→ ACTION ITEM: List in full each line of the data that contains the string "negative". Case counts.

──────── AVAILABLE RECORDS ────────

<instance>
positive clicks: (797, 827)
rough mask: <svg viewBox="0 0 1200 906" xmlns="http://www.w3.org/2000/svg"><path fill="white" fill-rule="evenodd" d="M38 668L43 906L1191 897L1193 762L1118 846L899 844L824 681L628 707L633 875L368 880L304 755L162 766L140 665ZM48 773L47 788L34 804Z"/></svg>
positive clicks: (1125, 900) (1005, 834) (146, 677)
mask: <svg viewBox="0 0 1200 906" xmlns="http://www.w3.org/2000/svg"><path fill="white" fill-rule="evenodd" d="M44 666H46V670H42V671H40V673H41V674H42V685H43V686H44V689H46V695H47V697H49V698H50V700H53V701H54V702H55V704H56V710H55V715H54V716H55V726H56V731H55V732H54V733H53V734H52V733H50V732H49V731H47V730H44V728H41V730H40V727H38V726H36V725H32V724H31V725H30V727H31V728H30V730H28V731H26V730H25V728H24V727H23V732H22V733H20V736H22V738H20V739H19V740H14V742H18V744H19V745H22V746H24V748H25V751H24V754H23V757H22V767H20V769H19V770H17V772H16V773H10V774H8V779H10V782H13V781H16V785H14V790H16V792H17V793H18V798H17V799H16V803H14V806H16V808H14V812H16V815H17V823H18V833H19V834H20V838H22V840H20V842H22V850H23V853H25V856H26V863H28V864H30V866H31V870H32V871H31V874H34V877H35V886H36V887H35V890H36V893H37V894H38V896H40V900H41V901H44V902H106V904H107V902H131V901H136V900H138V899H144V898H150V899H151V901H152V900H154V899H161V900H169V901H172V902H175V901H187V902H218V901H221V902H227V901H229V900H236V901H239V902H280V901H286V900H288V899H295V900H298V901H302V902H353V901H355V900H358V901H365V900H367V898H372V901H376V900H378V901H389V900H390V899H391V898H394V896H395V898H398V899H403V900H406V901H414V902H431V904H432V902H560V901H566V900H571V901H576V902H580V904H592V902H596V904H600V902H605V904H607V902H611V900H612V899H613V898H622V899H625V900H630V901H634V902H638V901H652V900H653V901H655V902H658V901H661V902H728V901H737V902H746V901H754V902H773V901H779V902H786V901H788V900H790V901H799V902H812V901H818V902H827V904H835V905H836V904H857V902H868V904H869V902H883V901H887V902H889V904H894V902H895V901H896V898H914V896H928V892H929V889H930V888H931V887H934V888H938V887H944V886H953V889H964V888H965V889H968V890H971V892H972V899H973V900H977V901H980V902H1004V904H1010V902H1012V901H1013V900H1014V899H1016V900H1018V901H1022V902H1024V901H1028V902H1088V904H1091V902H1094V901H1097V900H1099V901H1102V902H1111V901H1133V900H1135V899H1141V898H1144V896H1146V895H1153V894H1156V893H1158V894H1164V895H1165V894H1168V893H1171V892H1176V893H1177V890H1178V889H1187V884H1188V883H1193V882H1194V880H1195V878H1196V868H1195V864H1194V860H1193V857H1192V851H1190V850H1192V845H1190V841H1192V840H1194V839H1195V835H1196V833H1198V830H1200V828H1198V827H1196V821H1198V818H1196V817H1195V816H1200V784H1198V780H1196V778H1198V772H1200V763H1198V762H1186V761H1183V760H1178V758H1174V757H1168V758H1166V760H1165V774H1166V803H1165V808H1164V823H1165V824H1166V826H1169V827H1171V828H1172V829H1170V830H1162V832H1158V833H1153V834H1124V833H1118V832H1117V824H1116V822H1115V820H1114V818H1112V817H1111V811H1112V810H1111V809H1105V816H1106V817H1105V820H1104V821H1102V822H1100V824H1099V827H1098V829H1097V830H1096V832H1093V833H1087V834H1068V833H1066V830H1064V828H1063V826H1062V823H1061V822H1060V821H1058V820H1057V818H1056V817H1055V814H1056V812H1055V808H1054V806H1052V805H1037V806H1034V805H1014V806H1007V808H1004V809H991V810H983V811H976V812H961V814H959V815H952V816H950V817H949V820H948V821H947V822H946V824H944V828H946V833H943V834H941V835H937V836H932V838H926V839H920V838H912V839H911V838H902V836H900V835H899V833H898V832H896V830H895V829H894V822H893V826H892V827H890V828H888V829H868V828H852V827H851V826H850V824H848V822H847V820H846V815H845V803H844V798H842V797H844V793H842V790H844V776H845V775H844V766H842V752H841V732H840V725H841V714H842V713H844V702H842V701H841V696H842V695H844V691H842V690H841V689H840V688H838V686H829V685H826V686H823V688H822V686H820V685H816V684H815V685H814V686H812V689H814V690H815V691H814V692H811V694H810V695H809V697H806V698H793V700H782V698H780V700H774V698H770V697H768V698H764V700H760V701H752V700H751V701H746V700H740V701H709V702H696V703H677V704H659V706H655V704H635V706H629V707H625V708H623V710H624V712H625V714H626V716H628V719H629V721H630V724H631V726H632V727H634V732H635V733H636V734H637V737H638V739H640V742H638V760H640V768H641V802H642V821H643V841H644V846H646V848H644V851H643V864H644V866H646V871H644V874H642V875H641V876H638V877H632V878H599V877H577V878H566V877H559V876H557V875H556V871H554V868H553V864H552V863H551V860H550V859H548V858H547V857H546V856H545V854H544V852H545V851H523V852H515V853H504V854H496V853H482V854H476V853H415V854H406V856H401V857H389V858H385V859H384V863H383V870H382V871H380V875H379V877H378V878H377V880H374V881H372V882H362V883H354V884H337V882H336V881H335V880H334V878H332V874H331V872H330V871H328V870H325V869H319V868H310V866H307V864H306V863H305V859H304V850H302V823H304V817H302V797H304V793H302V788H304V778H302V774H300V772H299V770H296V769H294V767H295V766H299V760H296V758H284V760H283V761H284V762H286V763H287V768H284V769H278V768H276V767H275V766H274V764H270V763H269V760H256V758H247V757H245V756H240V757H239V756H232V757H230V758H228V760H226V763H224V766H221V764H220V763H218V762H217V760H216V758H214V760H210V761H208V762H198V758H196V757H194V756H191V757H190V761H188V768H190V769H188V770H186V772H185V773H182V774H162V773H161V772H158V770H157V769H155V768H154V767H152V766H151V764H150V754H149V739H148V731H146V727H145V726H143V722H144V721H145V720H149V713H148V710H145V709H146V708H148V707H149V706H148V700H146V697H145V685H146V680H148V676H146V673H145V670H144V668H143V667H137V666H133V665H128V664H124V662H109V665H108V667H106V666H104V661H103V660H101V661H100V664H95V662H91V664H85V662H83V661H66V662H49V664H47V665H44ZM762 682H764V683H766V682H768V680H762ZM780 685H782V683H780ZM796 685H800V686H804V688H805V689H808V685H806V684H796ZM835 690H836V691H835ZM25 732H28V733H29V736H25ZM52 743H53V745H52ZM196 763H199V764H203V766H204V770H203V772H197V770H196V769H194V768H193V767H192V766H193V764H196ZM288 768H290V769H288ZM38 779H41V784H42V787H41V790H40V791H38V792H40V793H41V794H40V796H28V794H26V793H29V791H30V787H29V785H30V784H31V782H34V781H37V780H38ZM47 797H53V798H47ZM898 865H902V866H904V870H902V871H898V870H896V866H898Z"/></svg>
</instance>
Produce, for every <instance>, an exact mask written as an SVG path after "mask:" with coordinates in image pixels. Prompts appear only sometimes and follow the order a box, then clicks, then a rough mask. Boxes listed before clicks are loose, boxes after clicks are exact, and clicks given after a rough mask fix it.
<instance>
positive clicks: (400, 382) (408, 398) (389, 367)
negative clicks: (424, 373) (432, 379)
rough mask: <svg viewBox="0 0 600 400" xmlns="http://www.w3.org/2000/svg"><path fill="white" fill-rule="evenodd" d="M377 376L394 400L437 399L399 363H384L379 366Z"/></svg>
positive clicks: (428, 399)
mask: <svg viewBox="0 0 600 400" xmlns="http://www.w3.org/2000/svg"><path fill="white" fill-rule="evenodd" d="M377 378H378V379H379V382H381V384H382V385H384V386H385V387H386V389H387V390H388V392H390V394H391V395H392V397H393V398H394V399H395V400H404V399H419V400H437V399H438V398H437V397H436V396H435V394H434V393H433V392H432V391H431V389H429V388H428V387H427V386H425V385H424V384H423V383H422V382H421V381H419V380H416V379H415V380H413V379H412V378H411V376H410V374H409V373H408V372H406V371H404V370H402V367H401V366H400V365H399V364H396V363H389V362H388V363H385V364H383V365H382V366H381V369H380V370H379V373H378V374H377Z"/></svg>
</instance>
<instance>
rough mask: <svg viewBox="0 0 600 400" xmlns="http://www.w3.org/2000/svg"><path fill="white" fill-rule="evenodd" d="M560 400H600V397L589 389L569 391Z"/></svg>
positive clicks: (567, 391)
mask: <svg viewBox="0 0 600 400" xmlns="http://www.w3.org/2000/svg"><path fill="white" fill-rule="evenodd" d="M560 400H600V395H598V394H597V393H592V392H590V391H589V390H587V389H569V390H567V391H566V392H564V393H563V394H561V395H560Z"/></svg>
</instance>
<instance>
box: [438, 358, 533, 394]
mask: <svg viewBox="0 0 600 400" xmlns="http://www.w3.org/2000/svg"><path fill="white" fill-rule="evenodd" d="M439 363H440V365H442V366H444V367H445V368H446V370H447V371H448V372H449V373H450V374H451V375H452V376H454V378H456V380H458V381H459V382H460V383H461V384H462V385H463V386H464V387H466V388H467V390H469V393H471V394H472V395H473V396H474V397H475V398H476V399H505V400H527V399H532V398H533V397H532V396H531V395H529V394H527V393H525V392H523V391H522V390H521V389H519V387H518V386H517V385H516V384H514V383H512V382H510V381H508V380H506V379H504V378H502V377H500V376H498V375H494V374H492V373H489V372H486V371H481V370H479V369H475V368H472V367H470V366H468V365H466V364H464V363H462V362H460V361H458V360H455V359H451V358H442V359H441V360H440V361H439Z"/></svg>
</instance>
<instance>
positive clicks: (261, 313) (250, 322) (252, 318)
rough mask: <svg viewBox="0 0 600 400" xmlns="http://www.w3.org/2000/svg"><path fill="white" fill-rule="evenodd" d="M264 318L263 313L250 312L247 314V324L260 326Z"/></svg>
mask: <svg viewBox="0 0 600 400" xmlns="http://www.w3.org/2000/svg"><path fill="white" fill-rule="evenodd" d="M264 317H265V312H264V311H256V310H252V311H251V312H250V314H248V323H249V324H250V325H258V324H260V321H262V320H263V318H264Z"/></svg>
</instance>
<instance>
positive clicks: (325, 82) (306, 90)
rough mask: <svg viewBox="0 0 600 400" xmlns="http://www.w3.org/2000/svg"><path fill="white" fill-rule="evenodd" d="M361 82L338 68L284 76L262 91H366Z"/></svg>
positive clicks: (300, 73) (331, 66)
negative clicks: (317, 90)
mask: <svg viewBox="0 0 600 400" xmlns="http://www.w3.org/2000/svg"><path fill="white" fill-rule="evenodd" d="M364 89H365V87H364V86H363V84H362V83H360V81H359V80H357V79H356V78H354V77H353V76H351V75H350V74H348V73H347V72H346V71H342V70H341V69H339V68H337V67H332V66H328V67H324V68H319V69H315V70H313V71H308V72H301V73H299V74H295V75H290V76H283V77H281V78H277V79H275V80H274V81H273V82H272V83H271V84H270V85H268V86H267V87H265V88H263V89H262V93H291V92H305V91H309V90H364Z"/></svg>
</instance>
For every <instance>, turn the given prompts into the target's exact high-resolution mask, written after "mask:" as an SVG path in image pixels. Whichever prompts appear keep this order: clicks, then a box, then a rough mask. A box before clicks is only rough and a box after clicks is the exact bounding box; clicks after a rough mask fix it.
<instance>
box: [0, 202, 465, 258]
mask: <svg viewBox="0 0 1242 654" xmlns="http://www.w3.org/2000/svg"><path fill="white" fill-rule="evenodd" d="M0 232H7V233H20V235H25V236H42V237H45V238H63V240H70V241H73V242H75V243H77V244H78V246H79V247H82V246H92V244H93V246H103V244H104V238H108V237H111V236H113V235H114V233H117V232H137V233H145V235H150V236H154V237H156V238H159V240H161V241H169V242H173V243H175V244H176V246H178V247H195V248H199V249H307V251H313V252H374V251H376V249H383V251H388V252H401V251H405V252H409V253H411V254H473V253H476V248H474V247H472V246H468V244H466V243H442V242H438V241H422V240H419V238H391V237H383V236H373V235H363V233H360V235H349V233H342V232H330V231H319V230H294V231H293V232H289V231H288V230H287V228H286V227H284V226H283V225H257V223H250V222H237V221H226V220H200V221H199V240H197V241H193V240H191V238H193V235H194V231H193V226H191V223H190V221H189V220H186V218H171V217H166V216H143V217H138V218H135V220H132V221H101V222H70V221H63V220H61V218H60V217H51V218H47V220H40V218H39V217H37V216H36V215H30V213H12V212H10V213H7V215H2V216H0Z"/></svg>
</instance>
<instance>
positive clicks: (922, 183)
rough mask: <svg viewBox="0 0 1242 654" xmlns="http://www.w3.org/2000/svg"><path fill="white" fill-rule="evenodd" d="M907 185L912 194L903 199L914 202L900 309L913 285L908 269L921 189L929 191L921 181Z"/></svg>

────────

→ SOLUTION:
negative clicks: (424, 373) (432, 379)
negative clicks: (317, 90)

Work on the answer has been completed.